_WHAT YOU HAVE TO DO_
Rewrite the material from the line that contains "the sun glow" through the line that contains "pixel 930 842", both included, changing "pond" to "lake" and keeping every other part unchanged.

_PROVIDED DATA_
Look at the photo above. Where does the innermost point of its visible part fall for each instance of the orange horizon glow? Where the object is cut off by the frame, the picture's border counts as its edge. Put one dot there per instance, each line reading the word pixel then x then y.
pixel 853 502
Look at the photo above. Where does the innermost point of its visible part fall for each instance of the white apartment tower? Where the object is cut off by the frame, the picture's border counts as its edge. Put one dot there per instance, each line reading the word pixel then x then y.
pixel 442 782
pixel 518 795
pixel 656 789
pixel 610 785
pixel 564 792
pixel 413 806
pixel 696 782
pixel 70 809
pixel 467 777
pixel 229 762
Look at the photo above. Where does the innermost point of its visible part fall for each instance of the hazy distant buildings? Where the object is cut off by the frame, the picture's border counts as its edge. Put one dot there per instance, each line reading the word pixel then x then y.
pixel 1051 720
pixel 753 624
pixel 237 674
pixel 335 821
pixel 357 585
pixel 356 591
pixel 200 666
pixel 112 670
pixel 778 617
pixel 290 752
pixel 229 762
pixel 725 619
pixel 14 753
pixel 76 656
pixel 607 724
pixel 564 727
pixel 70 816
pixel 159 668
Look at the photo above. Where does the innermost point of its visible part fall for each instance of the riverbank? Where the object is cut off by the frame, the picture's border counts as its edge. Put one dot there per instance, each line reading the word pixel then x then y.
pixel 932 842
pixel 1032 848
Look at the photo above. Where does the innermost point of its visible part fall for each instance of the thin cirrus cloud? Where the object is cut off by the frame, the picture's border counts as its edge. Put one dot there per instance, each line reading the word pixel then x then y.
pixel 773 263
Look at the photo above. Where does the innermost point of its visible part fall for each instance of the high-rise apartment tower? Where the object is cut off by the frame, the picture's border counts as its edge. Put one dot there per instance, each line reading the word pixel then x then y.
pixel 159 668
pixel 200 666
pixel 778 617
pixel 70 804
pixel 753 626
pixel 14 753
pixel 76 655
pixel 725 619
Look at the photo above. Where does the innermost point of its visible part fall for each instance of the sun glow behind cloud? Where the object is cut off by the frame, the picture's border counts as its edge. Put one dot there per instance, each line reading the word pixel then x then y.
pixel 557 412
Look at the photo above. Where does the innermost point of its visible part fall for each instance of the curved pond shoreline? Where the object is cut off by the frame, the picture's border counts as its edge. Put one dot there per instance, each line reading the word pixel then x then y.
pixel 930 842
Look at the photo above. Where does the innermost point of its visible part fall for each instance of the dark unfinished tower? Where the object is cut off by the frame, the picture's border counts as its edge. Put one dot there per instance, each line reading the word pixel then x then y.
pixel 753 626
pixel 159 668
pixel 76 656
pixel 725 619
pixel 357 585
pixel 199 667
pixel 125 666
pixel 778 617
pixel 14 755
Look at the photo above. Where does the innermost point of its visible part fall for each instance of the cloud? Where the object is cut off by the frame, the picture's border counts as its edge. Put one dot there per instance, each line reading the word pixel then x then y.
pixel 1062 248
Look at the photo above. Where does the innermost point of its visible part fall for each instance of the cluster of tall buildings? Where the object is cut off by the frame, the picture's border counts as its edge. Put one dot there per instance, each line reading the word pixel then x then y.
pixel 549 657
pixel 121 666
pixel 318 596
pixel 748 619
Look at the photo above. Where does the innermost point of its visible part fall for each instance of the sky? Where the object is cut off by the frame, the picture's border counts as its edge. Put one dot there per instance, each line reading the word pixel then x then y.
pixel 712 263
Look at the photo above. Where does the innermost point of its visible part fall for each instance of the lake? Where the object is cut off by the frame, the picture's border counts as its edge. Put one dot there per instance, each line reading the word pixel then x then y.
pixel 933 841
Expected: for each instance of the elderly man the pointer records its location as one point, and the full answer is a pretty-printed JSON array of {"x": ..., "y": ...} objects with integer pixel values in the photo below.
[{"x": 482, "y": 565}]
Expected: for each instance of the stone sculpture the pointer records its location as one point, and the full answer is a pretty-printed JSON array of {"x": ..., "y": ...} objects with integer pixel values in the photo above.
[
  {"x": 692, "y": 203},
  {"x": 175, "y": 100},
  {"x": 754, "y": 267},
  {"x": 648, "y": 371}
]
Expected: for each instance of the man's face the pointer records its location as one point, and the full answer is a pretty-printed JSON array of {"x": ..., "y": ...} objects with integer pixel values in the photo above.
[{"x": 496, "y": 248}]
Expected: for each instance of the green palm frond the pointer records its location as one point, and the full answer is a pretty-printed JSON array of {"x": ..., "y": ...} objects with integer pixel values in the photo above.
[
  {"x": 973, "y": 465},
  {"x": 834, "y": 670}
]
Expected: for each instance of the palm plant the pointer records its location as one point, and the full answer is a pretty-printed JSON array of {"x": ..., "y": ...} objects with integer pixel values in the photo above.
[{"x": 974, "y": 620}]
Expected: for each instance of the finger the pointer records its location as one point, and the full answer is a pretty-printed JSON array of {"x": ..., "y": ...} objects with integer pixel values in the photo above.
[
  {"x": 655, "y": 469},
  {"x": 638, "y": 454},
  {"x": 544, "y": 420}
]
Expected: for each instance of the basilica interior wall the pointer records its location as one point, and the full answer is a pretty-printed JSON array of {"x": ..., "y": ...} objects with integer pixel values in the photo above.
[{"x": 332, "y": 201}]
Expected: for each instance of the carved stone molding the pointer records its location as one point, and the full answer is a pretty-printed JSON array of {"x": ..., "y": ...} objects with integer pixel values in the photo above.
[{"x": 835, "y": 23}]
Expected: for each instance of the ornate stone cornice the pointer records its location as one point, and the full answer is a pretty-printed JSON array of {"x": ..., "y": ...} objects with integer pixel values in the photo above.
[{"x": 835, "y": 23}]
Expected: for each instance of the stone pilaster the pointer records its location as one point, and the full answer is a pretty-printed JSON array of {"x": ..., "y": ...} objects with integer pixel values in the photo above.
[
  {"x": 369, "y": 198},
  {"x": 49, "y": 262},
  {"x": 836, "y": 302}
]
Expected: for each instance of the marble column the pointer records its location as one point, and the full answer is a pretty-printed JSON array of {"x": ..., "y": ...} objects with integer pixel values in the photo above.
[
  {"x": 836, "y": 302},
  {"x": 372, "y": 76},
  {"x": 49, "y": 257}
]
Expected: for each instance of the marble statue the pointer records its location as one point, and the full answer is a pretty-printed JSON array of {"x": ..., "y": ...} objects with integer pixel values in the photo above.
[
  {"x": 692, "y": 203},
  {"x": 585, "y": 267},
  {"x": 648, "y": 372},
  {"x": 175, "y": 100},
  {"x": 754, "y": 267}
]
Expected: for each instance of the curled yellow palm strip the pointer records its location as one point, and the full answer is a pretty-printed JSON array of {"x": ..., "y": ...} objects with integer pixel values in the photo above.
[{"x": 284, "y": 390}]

_RESPONSE_
Look at the photo above. Where does the innermost point of its visible part fall for each instance of the sun glow behind cloud? Where the object is cut off by the frame, the picture's border counts as its edge. Put one dot there per instance, each line reading the word pixel then x then y.
pixel 557 412
Look at the photo above. Where does the innermost point of its visible part fall for each instance of the curved lake shoreline? Where the object is cut off by the frame, the picture's border counts as its edge. Put one dot there per instance, each line reading the word pixel then x then y.
pixel 930 842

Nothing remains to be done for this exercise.